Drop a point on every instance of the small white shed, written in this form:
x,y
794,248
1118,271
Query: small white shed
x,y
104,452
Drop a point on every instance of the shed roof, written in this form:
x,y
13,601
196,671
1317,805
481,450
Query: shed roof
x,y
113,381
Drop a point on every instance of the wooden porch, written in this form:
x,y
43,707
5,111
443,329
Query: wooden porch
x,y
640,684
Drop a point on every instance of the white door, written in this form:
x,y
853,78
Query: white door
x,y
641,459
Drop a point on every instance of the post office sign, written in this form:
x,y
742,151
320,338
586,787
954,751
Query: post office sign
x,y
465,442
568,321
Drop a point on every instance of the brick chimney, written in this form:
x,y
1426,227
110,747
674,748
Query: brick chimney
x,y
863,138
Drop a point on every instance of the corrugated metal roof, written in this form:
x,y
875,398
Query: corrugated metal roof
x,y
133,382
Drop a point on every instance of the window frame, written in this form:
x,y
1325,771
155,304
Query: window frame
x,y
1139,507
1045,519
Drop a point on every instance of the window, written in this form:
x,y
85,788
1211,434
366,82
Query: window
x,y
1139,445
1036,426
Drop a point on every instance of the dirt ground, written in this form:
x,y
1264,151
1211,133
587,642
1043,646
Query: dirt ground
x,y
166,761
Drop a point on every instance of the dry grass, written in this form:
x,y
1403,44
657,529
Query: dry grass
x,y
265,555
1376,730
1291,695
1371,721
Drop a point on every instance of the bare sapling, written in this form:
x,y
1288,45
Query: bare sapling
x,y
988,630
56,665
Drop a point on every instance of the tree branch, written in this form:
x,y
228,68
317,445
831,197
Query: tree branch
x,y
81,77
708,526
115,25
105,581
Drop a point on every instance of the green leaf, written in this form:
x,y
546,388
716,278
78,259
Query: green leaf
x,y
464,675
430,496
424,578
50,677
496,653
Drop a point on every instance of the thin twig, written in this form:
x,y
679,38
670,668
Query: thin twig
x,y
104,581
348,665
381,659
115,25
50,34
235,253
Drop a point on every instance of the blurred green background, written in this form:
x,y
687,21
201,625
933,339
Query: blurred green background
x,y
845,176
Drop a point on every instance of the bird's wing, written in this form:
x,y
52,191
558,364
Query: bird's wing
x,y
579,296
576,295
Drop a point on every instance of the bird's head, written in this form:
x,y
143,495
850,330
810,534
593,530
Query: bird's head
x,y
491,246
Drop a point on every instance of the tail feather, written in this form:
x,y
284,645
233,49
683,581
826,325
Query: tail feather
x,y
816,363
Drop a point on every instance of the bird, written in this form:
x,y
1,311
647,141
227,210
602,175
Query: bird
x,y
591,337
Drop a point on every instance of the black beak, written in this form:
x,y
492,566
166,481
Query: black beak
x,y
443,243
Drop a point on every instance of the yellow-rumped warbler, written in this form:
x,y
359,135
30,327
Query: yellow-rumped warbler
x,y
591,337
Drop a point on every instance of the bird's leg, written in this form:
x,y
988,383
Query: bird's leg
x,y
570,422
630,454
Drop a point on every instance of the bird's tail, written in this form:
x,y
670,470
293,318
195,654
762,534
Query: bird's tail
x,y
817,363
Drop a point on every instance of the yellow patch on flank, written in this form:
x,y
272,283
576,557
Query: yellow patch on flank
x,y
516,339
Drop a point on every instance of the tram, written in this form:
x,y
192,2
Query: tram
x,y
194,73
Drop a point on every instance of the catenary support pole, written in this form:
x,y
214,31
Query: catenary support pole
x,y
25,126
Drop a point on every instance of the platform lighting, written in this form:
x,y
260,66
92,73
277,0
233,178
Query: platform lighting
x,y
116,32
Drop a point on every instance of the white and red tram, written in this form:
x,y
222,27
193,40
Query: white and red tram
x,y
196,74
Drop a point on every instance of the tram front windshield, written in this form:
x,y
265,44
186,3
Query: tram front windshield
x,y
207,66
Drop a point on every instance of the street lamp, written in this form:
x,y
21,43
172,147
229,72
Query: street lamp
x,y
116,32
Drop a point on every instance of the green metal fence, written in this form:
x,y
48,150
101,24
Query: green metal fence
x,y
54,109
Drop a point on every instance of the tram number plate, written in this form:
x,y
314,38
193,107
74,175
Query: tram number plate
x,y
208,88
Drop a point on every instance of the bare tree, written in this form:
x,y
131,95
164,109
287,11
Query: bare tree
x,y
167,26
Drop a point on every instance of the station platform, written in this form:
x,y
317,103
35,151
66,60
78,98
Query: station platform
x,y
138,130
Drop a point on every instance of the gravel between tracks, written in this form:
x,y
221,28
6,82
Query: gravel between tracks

*-*-*

» Exercise details:
Reproduce every row above with "written in this form" swapped for "formatted as follows" wherever it occurs, changing nothing else.

» Solution for this exercise:
Drop a point on every instance of the small white shed, formatted as follows:
x,y
794,248
1118,271
Query: small white shed
x,y
104,452
Drop a point on every instance of the shed roof, formatted as follows:
x,y
13,601
196,671
1317,805
481,450
Query: shed roof
x,y
113,381
Drop a point on every instance of the wooden porch, formatted as follows:
x,y
43,707
5,111
443,329
Query: wooden porch
x,y
640,684
Drop a point on every instance of the white door, formatted as follows:
x,y
853,78
Query: white door
x,y
641,459
Drop a point on every instance of the post office sign, formatted as follows:
x,y
742,151
320,338
586,787
954,751
Query: post office sign
x,y
465,442
568,321
Drop a point on every instance of the brick chimney, formatted as follows:
x,y
1426,227
110,747
674,748
Query: brick chimney
x,y
863,138
Drop a point on every instance of the corrugated metal roof, formatted as follows:
x,y
875,398
Query: corrugated metal roof
x,y
133,382
Drop a point on every instance of the window frame, formatted as follows:
x,y
1325,771
155,304
Query: window frame
x,y
1139,507
1045,519
Drop a point on every instance of the window, formatted as follows:
x,y
85,788
1211,434
366,82
Query: window
x,y
1139,445
1036,426
Drop a point on every instance of the dirt ground, formatted as follows:
x,y
1264,151
1211,133
587,642
1043,646
Query: dirt ground
x,y
166,761
Drop a point on every instance of the dry grass, formatted as follows:
x,y
1403,44
657,529
Query: dry grass
x,y
265,555
1376,730
1291,695
1371,721
Drop a point on every instance of the bare sapling, formatted as follows:
x,y
1288,45
Query: bare sapling
x,y
988,630
56,665
Drop a point on every instance of the tree branch, formatted as follows:
x,y
228,68
317,445
831,197
Query: tree branch
x,y
81,77
708,526
115,25
105,581
Drop a point on every instance of the green leaf, formatted as follows:
x,y
546,388
716,278
78,259
Query: green leaf
x,y
464,675
430,496
424,578
50,677
496,653
Drop a point on every instance of the thin twig, formatted as follows:
x,y
679,38
670,668
Query: thin twig
x,y
104,581
348,665
381,659
115,25
50,34
235,253
Drop a point on every instance of the blurred green background, formatted as follows:
x,y
687,21
201,625
933,339
Query: blurred green background
x,y
845,176
Drop a point on every instance of the bird's wing, formatted as follows:
x,y
52,191
558,364
Query: bird's wing
x,y
579,296
576,295
Drop a point on every instance of the bird's head, formatted as follows:
x,y
143,495
850,330
810,534
593,530
Query: bird's head
x,y
491,246
Drop a point on every instance of the tail feather, formatted as follows:
x,y
284,645
233,49
683,581
826,325
Query: tail feather
x,y
816,363
Drop a point on every instance of the bird, formatted as follows:
x,y
1,311
647,141
227,210
602,175
Query: bird
x,y
591,337
Drop a point on every instance of the black beak, formatted as follows:
x,y
492,566
166,481
Query: black beak
x,y
443,243
Drop a point on every instance of the yellow-rumped warbler, formatted as follows:
x,y
359,135
30,327
Query: yellow-rumped warbler
x,y
591,337
Drop a point on every instance of the bird's leg, formatted as follows:
x,y
988,383
Query: bird's leg
x,y
570,422
630,454
Drop a point on every instance of the bird's tail, formatted as follows:
x,y
670,470
293,318
195,654
762,534
Query: bird's tail
x,y
817,363
Drop a point on every instance of the yellow patch on flank, formatted as follows:
x,y
272,283
576,557
Query: yellow patch on flank
x,y
516,339
Drop a point on every instance of the tram, formatted as follows:
x,y
192,2
Query: tram
x,y
194,73
Drop a point on every instance of the catenary support pole, formatted as follows:
x,y
214,31
Query: catenary support pole
x,y
25,126
Drop a point on every instance of the platform lighting, formatted as follows:
x,y
260,66
92,73
277,0
233,178
Query: platform lighting
x,y
116,32
Drop a point on every instance of the white and red tram, formatted as follows:
x,y
222,27
193,40
Query: white and red tram
x,y
196,74
Drop a point on every instance of the tram front windshield, formatted as follows:
x,y
265,44
186,3
Query: tram front windshield
x,y
207,66
Drop a point on every instance of the street lamp, formatted as follows:
x,y
21,43
172,147
229,72
Query: street lamp
x,y
116,32
Drop a point on every instance of the green metal fence, formatted as follows:
x,y
48,150
101,24
Query: green metal fence
x,y
54,109
Drop a point on every instance of the tram number plate, formatted as follows:
x,y
314,38
193,107
74,175
Query: tram number plate
x,y
208,88
Drop a point on every instance of the bare tree, formatted as follows:
x,y
131,95
164,109
287,11
Query: bare tree
x,y
167,26
Drop a point on every instance of the station platform, formatted as follows:
x,y
317,103
35,151
66,60
78,98
Query: station platform
x,y
138,130
Drop a point on every instance of the gravel between tracks, formatted as follows:
x,y
221,28
6,82
Query: gravel between tracks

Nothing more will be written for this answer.